━━━ DOCUMENT EXCERPT
Judicial supremacy versus constitutional supremacy

Michael S Paulsen stoke001 at MAROON.TC.UMN.EDU
Fri Mar 23 11:59:54 PST 2001


Okay.  I've held my tongue long enough.  Where does "stare decisis
law" come from?  Is it of constitutional status?  If so, what provision
creates a doctrine of stare decisis and what is that doctrine.  If not,
by what right does any federal judge (or state judge ruling on a
federal law issue) prefer "stare decisis law" to the judge's oath to
uphold the Constitution, federal statutes, and treaties?  If a case
holding is contrary to the Constitution, isn't it unconstitutional to
apply it in preference to the Constitution?  (Just as it is
unconstitutional to prefer an unconstitutional statute to the
Constitution?)

Michael Stokes Paulsen
University of Minnesota Law School
[visiting at Uppsala Universitet, Juridska Institutionen]



Date sent:              Wed, 21 Mar 2001 14:08:54 -0500
Send reply to:          Discussion list for con law professors <CONLAWPROF at listserv.ucla.edu>
From:                   John Rogers <jrogers at POP.UKY.EDU>
Subject:                Re: Judicial supremacy versus constitutional supremacy
To:                     CONLAWPROF at listserv.ucla.edu

> I agree with Susan that a state supreme court justice should anticipate how
> the U.S. Supreme Court would rule on any federal law issue, in any case
> that could eventually be appealed to the U.S. Supreme Court, regardless of
> whether the state supreme court justice thinks the U.S. Supreme Court will
> actually take the case.
━━━━━━
━━━ GIVEN DATA
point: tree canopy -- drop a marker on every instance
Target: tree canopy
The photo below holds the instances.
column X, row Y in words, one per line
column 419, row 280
━━━━━━
━━━ GIVEN DATA
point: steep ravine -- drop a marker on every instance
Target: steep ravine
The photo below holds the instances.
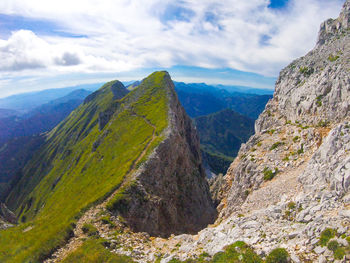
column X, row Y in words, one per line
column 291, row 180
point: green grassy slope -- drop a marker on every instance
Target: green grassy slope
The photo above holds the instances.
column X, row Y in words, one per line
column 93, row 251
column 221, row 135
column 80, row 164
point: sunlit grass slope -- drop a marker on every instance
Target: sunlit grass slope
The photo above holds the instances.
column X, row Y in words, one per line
━━━━━━
━━━ GIVEN DATA
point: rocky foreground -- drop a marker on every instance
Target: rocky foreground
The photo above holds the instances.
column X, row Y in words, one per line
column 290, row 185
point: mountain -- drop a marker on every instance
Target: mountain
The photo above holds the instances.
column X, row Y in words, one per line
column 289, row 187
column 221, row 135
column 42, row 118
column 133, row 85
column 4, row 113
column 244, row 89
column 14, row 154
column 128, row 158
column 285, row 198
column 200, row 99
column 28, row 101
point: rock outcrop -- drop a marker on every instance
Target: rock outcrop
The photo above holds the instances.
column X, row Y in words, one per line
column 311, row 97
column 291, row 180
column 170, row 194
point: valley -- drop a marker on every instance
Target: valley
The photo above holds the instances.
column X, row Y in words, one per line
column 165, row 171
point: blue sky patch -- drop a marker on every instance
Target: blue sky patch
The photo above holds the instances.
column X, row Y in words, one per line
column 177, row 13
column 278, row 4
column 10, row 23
━━━━━━
■ **GOAL OF THE EXERCISE**: In the post on judicial supremacy, update everything from "Michael S Paulsen" down to "Constitution?)" by putting "executive agreements" in place of "treaties".

■ **ANSWER**:
Michael S Paulsen stoke001 at MAROON.TC.UMN.EDU
Fri Mar 23 11:59:54 PST 2001


Okay.  I've held my tongue long enough.  Where does "stare decisis
law" come from?  Is it of constitutional status?  If so, what provision
creates a doctrine of stare decisis and what is that doctrine.  If not,
by what right does any federal judge (or state judge ruling on a
federal law issue) prefer "stare decisis law" to the judge's oath to
uphold the Constitution, federal statutes, and executive agreements?  If a case
holding is contrary to the Constitution, isn't it unconstitutional to
apply it in preference to the Constitution?  (Just as it is
unconstitutional to prefer an unconstitutional statute to the
Constitution?)